From the line that includes "of the large" to the last line of the data, quote each line precisely; both boundary lines belong in the answer.

(Pointing and labeling entries)
________________
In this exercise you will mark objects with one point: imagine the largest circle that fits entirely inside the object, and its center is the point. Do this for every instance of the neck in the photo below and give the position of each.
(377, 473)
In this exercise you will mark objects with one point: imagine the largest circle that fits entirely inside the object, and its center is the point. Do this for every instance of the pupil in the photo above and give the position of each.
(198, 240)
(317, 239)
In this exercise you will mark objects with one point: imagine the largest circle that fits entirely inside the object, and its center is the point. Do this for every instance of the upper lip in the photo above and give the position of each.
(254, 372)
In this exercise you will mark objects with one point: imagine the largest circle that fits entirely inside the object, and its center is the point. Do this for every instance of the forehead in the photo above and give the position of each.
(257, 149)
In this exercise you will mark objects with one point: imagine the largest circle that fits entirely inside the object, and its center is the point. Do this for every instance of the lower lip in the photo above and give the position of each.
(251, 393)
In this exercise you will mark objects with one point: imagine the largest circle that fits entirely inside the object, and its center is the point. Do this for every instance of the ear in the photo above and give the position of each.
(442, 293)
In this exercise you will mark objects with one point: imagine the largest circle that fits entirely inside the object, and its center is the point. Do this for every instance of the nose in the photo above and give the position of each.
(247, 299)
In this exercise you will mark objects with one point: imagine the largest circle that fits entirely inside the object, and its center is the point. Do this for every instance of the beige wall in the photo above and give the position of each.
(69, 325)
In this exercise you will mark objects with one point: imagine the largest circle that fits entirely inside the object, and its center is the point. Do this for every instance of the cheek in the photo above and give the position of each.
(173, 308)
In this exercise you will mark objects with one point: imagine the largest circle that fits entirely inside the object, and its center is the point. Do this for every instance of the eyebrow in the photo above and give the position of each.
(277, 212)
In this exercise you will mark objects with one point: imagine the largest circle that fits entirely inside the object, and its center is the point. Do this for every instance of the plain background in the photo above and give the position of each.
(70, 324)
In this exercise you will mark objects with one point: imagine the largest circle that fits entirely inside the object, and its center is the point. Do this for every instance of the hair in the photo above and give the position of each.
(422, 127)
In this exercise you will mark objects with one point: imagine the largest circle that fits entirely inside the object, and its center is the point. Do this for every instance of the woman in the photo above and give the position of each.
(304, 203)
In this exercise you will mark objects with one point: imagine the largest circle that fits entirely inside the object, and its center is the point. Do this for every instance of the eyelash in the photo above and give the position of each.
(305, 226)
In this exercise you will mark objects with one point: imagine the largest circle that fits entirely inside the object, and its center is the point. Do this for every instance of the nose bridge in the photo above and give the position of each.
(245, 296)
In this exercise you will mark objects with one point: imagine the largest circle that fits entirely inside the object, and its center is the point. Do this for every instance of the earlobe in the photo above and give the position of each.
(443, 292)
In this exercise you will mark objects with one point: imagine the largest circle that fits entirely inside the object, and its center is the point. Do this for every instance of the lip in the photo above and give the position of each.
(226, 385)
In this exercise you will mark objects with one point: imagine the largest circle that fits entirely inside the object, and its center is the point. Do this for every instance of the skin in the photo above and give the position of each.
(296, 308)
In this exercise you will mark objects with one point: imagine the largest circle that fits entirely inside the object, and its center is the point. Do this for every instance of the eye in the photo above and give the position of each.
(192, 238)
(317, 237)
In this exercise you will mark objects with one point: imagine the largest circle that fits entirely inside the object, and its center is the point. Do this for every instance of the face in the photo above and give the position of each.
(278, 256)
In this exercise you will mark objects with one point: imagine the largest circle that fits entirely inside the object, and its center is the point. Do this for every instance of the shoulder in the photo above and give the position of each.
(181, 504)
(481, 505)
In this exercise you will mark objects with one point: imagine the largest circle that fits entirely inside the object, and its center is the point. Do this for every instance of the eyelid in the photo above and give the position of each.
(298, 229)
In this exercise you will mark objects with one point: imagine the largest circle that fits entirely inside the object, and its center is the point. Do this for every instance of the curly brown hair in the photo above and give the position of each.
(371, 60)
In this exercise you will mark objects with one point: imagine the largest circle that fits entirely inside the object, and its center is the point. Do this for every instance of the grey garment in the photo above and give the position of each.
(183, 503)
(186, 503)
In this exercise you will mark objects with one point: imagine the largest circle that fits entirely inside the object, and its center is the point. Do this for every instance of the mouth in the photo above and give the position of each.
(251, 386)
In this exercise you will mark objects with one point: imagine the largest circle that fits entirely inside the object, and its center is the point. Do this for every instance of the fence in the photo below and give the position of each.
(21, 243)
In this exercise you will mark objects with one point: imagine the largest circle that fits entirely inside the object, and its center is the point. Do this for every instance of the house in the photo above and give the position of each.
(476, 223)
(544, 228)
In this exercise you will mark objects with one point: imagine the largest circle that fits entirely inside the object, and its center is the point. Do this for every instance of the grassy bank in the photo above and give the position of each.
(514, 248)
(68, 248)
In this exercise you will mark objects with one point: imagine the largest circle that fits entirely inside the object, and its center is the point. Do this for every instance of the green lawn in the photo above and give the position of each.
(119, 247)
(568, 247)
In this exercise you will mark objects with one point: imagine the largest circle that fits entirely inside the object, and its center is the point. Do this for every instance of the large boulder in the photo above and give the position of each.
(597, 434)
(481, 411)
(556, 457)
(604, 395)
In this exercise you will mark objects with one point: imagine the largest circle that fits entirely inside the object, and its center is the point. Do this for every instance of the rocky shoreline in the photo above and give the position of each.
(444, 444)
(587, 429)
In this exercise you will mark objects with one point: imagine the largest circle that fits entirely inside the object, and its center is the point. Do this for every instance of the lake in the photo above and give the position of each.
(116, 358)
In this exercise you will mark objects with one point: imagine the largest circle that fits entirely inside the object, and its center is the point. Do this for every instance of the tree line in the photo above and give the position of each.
________________
RIGHT ANSWER ::
In this exercise you will mark objects with one point: imagine the largest circle that fits entirely inside the object, and its center is the point. Do this for every instance of the large boulder in the photo above and give the position of each.
(597, 434)
(481, 411)
(556, 457)
(604, 395)
In this exercise you will mark objects with one point: imagine the largest circle that fits entirely inside the object, and its center is the point. Do this for every instance of the rocky shoreline in the photo above and give the position of each.
(444, 444)
(587, 429)
In this exercise you will mark objects with one point: imagine the largest circle that fits entirely inside the object, and its center is the point. Do this for every instance of the lake in the photo above and give the position of each.
(116, 358)
In this exercise you will mark objects with one point: imagine the largest circle that fits entirely inside the object, and its center is the point. Do this for every instance of the tree line in the photo above and give the position of each.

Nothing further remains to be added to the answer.